On MathOverflow, question Decidability of equality of elementary expressions was asked, and their elementary expression construction only involve constant $i$, operation $\times$, and functions $\exp$ and $\ln$. If we ask a more basic question - giving two arbitrary arithmetic expressions over real numbers $\mathbb{R}$, could we check the equality of the two by an algorithm?
We can realized the equality of two arithmetic expressions over rational numbers $\mathbb{Q}$ is decidable: Given the two expression, we can evaluate both of them into two rationals, and then find a common denominator, to convert the question to the equality of two natural numbers.
But for real numbers, does such an algorithm exists?
Finally, I want point out that this equality problem lays at the center of how we define arithmetic expressions. The only way to define an arithmetic expressions is purely a syntactical way. The semantic validity of the built expressions must avoid the zero-divisor cases which can be reduced to the question here.

> [COLLECTED DATA]:
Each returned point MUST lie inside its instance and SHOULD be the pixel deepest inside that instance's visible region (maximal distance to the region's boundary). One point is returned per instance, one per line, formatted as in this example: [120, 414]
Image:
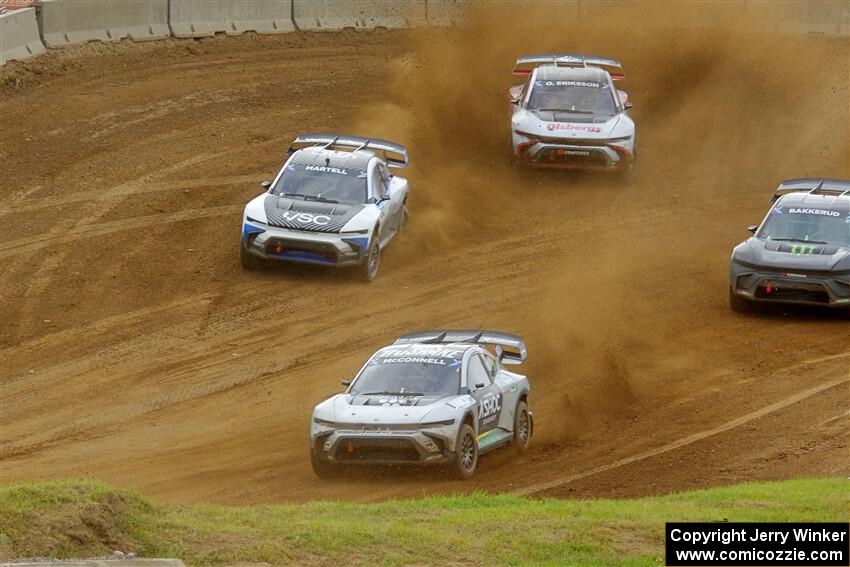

> [WHAT IS BEING ASKED]: The passage about deciding whether two arithmetic expressions are equal describes what the elementary expressions in the MathOverflow question may be built from. List every constant, operation, and function it names.

> [OUTPUT FOR THIS EXERCISE]:
- the constant $i$
- the operation $\times$
- the function $\exp$
- the function $\ln$